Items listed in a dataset
.....

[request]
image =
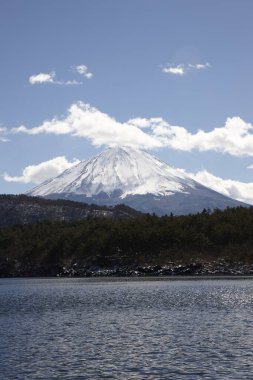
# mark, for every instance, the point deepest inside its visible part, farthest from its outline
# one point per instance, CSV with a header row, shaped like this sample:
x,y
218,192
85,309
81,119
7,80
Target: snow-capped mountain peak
x,y
135,178
120,168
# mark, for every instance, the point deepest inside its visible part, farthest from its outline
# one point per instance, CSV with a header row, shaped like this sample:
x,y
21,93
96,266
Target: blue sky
x,y
170,67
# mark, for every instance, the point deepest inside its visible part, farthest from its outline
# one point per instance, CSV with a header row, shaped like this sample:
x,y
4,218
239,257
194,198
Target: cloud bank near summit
x,y
235,137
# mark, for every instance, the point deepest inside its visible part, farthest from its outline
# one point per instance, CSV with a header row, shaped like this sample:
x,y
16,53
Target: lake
x,y
66,328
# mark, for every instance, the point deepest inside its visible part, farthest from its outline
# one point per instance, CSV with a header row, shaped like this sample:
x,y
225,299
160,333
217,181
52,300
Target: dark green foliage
x,y
143,240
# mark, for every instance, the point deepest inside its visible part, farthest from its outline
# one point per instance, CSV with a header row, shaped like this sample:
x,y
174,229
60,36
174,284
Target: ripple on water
x,y
83,329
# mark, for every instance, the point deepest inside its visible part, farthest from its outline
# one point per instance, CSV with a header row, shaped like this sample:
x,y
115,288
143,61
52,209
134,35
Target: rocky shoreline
x,y
197,268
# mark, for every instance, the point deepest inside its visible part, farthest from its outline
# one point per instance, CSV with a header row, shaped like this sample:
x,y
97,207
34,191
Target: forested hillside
x,y
47,247
22,209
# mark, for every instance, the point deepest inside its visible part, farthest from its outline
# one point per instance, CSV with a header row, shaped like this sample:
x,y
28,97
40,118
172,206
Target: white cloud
x,y
3,133
182,69
42,78
241,191
50,78
43,171
82,70
234,138
175,70
101,129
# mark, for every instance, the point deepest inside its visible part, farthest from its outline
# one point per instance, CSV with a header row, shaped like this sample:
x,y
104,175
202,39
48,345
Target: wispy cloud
x,y
38,173
183,69
42,171
42,78
3,133
49,78
175,70
82,70
82,120
241,191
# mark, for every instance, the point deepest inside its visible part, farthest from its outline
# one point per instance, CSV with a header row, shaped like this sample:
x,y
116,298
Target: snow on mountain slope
x,y
127,169
135,178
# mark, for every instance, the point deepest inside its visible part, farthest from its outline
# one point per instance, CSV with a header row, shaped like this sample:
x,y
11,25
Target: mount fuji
x,y
135,178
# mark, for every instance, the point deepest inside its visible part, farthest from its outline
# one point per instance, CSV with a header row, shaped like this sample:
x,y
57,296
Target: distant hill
x,y
23,209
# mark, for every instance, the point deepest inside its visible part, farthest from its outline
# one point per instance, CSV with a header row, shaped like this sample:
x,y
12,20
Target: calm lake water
x,y
108,329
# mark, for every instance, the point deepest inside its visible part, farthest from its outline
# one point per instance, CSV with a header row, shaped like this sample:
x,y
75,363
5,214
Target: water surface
x,y
125,329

.....

Your answer must be an exact transcription of every entry, minus the pictures.

[request]
image =
# mark, for every instance, the point deepest inside its visible part, farthest from its outline
# one point per instance, CSV with a header row, shaped like this sample:
x,y
218,192
85,309
81,119
7,80
Target: snow-capped mountain peak
x,y
135,178
120,168
# mark, for every instance, the point deepest inside its visible part, farthest from its outline
# one point per instance, CSV with a header row, shaped like this sample:
x,y
21,93
96,266
Target: blue sky
x,y
170,67
# mark, for every instance, the point deepest inside its visible part, farthest from its outline
# one point per instance, CSV with a header row, shaped like this sample:
x,y
4,218
239,257
194,198
Target: cloud bank near summit
x,y
235,137
# mark, for every instance, the point deepest inside its visible part, farthest from its outline
# one point per instance, CSV with a header row, shaped like this sample:
x,y
16,53
Target: lake
x,y
66,328
# mark, for every instance, the point deepest inside its visible part, farthest from its outline
# one point per instance, CSV with a header row, shaped like this sample:
x,y
225,299
160,333
217,181
52,300
Target: dark green foliage
x,y
143,240
# mark, for every instance, the point deepest inside its visible part, farthest from its outline
# one point per instance, CSV with a header row, shaped like this sample:
x,y
174,229
60,36
174,284
Target: ripple on water
x,y
83,329
# mark, for every instance, the point deepest inside its visible part, farthest from its outline
# one point per instance, CSV with a header row, shaped like this sample:
x,y
115,288
143,61
52,209
134,35
Target: rocky shoreline
x,y
197,268
# mark, for every instance, the point deepest inside its visible part, farthest from its outline
# one point per instance, CSV with a header row, shaped like this sample:
x,y
97,207
34,191
Target: forested hillside
x,y
47,247
22,209
# mark, for every instance, the point deepest inside its visible part, farthest from its outline
# one point per instance, CSV with a header row, shaped like this sample:
x,y
28,97
40,118
172,206
Target: white cloud
x,y
3,133
182,69
42,78
241,191
50,78
43,171
82,70
234,138
175,70
101,129
# mark, for every instance, the point deepest inside its visible part, farthest from its outline
# one point per instance, CSV with a header row, shaped like this sample:
x,y
104,175
202,39
48,345
Target: wispy cloud
x,y
38,173
183,69
42,171
42,78
3,133
49,78
175,70
82,70
82,120
241,191
# mark, for every instance, the point deepest inside its visible part, farthest from its outline
# one point per instance, CSV with a header row, shaped like this sample:
x,y
116,298
Target: snow on mountain slope
x,y
127,169
135,178
# mark, for every instance, the point deepest inside its visible part, farthest from its outline
# one point per instance, CSV with a header row, shaped like this sample:
x,y
11,25
Target: mount fuji
x,y
135,178
# mark, for every instance, the point deepest inside its visible part, farthest from its outline
# one point per instance, CSV with a header row, shaped like this sample:
x,y
57,296
Target: distant hill
x,y
23,209
# mark, for every instance, the point deepest inside its visible part, farthest from its outline
# one point per instance, CSV with a header row, shaped like this sample:
x,y
12,20
Target: calm lake water
x,y
108,329
# mark, for every instance, the point deepest inside its visible part, farthest from its outline
# one point per instance, CSV with a header row, shaped like this sample:
x,y
75,363
5,214
Target: water surface
x,y
125,329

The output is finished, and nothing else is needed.